>> Begin Records provided
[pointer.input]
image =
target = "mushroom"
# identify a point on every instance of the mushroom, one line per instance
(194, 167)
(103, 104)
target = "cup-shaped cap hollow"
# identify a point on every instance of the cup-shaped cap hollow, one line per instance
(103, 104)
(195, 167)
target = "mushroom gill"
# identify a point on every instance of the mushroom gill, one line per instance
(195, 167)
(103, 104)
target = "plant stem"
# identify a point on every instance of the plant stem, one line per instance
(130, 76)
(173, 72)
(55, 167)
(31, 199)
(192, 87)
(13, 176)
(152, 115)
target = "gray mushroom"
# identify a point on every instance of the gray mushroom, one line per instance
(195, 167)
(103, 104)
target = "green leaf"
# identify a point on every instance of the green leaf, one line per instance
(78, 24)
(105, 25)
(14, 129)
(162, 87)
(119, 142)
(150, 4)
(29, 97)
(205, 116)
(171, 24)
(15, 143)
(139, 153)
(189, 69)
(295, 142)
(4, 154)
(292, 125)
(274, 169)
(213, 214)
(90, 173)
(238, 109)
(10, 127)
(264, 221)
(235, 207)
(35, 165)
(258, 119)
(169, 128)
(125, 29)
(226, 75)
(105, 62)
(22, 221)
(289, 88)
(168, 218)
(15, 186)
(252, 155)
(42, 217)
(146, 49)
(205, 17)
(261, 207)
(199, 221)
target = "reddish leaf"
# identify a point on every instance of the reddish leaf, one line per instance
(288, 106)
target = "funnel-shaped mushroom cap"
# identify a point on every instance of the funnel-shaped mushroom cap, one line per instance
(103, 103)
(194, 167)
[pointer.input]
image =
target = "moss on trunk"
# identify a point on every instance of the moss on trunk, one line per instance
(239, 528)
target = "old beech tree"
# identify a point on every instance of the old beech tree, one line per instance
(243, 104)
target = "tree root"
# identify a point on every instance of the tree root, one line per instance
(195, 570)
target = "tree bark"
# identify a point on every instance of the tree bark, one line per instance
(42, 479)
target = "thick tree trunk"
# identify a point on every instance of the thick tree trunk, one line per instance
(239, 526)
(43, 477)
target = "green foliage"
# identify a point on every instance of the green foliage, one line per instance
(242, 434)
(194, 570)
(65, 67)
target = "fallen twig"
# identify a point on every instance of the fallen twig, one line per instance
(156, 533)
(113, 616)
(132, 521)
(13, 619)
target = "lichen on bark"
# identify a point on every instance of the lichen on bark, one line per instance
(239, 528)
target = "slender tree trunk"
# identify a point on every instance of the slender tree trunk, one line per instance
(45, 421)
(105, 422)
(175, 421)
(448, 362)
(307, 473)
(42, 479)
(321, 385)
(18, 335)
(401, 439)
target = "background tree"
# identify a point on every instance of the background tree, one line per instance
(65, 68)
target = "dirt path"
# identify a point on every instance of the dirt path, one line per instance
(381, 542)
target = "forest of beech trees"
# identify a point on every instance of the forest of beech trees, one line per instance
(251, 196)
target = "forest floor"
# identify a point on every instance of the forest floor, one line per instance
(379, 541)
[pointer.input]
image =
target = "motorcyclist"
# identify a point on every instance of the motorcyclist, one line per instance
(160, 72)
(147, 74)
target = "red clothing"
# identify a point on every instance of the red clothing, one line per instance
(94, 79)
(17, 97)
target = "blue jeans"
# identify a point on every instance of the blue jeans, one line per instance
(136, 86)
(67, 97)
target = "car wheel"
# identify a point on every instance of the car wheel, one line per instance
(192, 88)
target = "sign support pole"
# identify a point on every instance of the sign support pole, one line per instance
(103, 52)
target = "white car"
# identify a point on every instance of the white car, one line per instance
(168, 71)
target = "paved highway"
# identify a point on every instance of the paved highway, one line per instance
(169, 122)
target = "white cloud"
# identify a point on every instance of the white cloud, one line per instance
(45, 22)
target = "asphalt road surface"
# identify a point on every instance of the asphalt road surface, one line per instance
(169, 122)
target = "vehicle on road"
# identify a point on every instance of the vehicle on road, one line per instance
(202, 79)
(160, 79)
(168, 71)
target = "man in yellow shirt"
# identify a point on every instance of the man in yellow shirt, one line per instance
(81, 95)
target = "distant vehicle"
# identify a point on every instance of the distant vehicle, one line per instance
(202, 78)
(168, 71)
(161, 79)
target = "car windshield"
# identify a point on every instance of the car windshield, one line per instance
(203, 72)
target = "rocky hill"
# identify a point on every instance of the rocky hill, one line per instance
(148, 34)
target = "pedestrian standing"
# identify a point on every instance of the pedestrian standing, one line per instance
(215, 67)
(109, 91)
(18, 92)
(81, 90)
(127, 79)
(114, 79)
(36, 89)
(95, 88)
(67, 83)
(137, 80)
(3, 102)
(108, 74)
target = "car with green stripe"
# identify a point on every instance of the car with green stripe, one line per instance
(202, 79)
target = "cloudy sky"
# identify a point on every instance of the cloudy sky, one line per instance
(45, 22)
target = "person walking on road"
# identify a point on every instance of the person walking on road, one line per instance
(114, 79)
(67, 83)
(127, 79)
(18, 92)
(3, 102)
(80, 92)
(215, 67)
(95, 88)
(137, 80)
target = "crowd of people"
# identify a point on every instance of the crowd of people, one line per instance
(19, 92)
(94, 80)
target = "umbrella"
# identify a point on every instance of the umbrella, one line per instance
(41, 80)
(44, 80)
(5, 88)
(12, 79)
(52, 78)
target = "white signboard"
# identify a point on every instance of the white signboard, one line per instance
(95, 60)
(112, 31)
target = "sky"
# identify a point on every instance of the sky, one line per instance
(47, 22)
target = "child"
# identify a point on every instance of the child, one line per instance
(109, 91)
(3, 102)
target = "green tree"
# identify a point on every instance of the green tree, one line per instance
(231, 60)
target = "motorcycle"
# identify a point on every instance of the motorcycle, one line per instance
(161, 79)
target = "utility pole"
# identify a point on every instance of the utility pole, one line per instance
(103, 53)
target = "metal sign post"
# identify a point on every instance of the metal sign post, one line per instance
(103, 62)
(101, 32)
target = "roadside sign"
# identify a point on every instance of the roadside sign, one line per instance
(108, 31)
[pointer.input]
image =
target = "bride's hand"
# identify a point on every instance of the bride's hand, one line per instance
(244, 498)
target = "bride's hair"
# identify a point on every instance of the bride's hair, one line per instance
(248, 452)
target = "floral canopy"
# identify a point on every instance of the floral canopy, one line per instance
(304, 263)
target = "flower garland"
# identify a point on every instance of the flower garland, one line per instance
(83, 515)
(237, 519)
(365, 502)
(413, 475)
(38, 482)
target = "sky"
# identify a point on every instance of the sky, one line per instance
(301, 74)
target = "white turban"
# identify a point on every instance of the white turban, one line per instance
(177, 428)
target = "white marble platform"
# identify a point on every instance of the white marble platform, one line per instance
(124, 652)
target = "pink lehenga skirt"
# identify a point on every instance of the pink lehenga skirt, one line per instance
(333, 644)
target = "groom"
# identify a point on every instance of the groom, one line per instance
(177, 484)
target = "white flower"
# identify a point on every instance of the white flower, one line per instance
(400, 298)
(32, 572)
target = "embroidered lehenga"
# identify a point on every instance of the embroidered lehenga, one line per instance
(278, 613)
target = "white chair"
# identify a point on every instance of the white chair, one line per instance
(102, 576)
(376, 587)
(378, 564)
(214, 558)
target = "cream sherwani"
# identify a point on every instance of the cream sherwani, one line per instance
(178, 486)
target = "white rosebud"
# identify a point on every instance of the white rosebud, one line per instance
>> End Records provided
List every line of the rows above that contains the word "crowd".

target = "crowd of people"
# identify a point on every instance of the crowd of people, one line per instance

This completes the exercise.